● Task prompt
Scale and reproduce each line from the line with "sneaker, that would be most welcome." up to and including the line with "[[[248,70],[251,75],[256,76],[256,53],[250,57],[247,60]]]", multiplying every polygon coordinate by 1.8 and rounding it to a whole number, with halves rounded up, and changing nothing else. Leave the pictures out of your answer.

● Given records
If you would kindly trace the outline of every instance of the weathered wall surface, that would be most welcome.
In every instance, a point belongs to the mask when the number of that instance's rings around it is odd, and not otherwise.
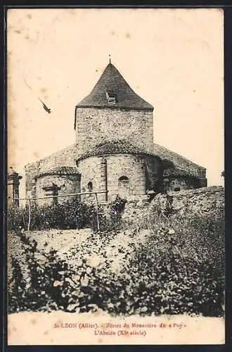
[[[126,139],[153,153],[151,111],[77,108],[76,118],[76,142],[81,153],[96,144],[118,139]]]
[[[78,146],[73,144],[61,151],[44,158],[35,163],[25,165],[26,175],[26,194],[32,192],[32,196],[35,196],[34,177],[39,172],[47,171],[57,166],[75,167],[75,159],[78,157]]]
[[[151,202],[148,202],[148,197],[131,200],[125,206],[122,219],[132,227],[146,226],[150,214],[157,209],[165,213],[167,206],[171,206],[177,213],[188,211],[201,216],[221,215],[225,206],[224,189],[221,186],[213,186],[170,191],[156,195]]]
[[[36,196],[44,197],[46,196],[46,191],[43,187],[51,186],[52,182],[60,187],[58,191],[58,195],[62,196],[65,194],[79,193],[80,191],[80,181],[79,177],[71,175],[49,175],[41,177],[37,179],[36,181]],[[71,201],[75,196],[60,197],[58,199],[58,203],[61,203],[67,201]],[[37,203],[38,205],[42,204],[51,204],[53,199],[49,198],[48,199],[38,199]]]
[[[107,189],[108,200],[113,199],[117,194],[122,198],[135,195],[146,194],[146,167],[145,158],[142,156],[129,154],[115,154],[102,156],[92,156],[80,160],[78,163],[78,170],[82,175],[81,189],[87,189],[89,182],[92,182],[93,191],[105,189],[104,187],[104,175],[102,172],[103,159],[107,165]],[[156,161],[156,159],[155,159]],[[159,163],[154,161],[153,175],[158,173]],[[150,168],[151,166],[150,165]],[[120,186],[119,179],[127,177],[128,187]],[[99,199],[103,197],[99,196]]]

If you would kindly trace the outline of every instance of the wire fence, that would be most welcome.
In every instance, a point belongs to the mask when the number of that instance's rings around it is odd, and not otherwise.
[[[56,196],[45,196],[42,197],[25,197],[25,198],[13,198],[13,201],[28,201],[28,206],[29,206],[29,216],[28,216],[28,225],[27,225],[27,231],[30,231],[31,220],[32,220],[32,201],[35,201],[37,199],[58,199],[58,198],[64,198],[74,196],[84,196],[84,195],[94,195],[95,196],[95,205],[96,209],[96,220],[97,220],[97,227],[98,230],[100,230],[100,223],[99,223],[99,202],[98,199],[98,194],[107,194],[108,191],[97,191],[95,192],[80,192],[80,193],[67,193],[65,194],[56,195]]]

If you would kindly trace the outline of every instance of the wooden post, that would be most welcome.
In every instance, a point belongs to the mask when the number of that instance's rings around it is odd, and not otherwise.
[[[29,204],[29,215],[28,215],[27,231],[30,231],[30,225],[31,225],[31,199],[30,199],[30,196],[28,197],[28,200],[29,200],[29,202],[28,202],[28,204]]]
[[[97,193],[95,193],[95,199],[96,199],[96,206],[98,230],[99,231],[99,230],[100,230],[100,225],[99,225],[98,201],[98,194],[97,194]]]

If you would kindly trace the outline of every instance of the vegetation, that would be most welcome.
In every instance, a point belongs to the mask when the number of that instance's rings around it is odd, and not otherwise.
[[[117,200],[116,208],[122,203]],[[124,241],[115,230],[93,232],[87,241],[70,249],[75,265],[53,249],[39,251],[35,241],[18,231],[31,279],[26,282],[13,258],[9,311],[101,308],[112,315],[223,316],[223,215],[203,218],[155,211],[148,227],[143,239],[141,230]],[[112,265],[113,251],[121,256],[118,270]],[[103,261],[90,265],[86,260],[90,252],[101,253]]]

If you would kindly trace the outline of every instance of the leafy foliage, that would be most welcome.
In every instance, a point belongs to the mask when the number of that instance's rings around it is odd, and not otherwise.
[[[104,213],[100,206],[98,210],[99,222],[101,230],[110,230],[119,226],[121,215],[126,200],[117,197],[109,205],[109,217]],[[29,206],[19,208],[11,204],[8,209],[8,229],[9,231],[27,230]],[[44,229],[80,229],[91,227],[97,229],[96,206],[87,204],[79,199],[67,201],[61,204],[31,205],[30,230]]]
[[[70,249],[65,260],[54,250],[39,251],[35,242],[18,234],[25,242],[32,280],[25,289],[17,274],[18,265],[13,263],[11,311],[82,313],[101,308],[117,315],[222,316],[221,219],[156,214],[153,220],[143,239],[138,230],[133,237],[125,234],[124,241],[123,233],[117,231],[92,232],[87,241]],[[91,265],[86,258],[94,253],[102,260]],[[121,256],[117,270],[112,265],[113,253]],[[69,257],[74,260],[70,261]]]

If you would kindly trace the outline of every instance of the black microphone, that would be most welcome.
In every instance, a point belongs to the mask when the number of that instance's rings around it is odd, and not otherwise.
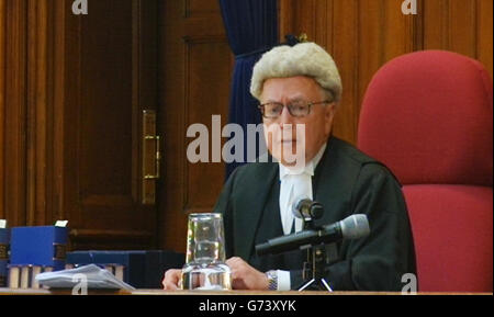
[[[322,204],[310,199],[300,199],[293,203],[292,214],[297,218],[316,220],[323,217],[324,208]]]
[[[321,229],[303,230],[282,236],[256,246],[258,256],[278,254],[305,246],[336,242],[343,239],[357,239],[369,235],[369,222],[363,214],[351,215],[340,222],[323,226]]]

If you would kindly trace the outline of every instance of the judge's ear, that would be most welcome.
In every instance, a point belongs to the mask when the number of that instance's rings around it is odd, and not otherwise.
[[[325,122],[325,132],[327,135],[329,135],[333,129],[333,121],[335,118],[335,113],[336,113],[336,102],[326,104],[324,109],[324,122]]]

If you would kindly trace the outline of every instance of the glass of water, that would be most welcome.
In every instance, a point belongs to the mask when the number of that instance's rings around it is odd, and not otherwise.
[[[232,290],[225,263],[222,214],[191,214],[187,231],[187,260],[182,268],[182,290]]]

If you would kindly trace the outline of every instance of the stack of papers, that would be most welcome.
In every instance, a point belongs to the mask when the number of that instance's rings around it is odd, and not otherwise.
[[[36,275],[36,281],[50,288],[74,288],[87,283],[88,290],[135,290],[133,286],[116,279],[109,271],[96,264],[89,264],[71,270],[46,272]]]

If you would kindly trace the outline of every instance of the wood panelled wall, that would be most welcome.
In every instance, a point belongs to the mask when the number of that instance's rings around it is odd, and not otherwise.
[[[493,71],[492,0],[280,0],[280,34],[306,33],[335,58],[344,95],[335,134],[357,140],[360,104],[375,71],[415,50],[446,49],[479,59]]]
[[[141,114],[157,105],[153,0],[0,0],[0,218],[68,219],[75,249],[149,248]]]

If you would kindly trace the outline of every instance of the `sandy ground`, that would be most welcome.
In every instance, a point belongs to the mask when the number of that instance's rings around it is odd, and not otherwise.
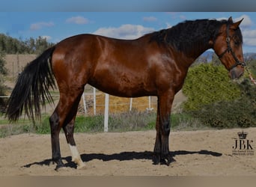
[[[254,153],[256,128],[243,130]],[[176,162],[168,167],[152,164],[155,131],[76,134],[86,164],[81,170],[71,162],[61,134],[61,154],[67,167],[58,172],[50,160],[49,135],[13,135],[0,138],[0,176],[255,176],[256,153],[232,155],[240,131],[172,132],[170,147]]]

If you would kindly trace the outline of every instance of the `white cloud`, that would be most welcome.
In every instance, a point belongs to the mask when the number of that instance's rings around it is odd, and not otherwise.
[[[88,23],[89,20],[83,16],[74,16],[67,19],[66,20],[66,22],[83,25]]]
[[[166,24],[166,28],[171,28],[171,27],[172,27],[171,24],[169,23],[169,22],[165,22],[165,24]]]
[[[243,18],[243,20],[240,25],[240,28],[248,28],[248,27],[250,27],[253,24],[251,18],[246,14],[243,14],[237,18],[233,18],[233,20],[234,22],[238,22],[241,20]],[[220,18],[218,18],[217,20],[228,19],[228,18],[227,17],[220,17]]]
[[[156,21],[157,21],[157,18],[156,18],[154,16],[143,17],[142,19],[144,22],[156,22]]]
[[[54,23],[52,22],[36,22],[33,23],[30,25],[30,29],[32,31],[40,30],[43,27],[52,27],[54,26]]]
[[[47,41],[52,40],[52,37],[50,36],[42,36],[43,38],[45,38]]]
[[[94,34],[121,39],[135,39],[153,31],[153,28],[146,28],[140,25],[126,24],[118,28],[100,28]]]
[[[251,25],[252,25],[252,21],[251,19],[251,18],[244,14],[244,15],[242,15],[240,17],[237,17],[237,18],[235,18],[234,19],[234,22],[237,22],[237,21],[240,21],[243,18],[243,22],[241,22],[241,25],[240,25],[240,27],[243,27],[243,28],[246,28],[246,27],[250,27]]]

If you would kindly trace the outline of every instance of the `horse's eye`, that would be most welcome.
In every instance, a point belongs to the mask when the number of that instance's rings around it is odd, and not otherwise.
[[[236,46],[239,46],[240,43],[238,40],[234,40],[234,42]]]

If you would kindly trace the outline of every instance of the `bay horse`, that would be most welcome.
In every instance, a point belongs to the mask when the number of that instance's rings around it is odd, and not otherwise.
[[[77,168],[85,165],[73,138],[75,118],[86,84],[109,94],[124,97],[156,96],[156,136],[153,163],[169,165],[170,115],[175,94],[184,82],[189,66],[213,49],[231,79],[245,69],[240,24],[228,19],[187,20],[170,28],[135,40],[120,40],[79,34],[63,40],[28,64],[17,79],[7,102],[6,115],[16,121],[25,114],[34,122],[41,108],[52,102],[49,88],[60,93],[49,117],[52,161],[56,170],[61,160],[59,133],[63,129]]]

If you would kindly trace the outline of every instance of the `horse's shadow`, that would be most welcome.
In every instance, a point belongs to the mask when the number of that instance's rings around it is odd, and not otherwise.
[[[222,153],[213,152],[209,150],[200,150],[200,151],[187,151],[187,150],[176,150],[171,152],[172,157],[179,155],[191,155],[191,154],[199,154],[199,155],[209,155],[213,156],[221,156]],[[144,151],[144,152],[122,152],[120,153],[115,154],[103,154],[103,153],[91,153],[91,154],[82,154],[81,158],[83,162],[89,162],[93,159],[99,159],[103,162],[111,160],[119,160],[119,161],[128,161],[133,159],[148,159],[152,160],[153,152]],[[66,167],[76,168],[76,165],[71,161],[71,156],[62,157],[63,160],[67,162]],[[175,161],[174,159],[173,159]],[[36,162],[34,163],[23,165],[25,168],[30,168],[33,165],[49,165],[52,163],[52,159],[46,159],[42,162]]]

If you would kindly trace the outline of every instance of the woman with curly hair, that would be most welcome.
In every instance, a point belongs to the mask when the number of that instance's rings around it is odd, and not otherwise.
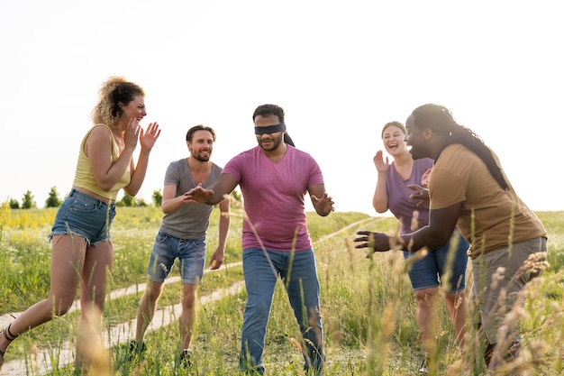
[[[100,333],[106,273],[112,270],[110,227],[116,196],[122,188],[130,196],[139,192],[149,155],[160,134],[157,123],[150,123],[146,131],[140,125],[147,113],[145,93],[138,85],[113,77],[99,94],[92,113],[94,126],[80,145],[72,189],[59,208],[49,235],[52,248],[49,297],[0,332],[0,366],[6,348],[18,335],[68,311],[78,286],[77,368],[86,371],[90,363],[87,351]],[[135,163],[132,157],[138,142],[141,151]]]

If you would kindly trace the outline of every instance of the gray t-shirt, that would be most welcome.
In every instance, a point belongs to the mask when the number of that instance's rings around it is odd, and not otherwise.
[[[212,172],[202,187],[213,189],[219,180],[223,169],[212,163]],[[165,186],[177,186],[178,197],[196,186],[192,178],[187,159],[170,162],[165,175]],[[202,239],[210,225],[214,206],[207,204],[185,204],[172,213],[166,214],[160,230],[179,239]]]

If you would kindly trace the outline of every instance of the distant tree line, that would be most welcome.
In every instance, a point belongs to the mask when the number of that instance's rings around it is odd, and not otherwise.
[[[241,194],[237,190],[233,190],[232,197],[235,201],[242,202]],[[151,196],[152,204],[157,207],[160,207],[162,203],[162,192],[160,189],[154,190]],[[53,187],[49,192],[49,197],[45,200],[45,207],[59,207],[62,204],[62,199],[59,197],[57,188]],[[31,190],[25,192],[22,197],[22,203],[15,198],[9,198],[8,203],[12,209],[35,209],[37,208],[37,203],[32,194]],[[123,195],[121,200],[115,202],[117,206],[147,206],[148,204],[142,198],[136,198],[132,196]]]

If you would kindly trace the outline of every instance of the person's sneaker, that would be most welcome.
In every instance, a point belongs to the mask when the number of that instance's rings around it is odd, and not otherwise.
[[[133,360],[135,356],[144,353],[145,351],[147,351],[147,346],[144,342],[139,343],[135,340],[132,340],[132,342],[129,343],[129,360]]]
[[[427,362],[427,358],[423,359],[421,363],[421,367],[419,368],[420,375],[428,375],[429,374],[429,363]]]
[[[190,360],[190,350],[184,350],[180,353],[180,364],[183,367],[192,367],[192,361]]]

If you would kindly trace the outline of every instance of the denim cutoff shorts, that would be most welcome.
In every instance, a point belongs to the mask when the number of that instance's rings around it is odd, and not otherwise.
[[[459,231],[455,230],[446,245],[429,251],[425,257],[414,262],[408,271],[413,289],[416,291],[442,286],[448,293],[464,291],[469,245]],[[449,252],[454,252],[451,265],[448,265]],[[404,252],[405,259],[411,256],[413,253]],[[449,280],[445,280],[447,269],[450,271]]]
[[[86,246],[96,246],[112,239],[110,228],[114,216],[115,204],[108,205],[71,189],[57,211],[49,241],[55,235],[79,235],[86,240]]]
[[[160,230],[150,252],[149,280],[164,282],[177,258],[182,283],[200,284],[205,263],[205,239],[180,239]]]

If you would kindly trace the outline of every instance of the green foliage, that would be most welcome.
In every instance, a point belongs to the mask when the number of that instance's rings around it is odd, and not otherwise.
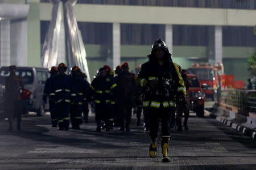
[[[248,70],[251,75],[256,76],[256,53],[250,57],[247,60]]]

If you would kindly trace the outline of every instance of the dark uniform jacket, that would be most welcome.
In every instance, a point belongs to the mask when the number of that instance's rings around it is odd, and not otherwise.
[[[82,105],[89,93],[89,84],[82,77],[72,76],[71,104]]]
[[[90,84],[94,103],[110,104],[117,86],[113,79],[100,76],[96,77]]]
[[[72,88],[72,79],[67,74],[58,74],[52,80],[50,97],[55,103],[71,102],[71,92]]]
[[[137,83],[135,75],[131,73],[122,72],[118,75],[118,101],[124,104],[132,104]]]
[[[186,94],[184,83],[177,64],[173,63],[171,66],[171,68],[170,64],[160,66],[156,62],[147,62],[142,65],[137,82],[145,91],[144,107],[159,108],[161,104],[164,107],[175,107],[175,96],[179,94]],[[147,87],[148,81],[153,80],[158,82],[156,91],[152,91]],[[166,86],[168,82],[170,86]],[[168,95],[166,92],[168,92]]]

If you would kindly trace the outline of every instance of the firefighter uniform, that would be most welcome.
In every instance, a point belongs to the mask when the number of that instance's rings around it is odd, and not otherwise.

● Problem solution
If you would kindly trace the outline of every instance of the person's sneaker, that would be most welcome.
In every instance, a point belongs to the mask when the number of that instance's rings around it is odd, and not otherwise.
[[[239,648],[243,641],[259,635],[261,632],[265,632],[265,623],[259,616],[250,617],[243,612],[238,612],[238,616],[232,617],[232,648]]]
[[[769,652],[769,644],[761,646],[758,653],[758,661],[754,662],[756,675],[770,675],[772,673],[772,653]]]
[[[342,648],[342,630],[331,630],[324,635],[324,655],[329,661],[346,661],[346,650]]]

If you would kindly trace the outline of every instance of the denim cutoff shorts, that would be most welcome.
In every instance, a point belongs to the mask when the number of that instance's rings around it is odd, and not otherwise.
[[[826,416],[819,414],[803,441],[772,452],[765,463],[745,472],[734,488],[743,520],[749,524],[796,515],[806,527],[835,524],[844,441]],[[808,454],[817,454],[812,477],[806,477]],[[727,454],[729,466],[740,461],[743,455]],[[808,504],[801,504],[805,484],[810,488]]]
[[[155,443],[173,443],[202,430],[198,410],[205,389],[207,367],[194,369],[128,340],[103,380],[88,434],[99,423],[142,423],[155,432]]]
[[[288,414],[270,454],[268,504],[295,508],[319,464],[328,509],[360,511],[369,473],[369,430],[324,430]]]

If you would kindly trace the outline of every instance of the green foliage, that would be most welcome.
In every instance, a point belongs to the mask when the number of that instance's rings around it is odd, and not otherwise.
[[[446,126],[452,135],[461,137],[461,95],[450,103],[445,108]]]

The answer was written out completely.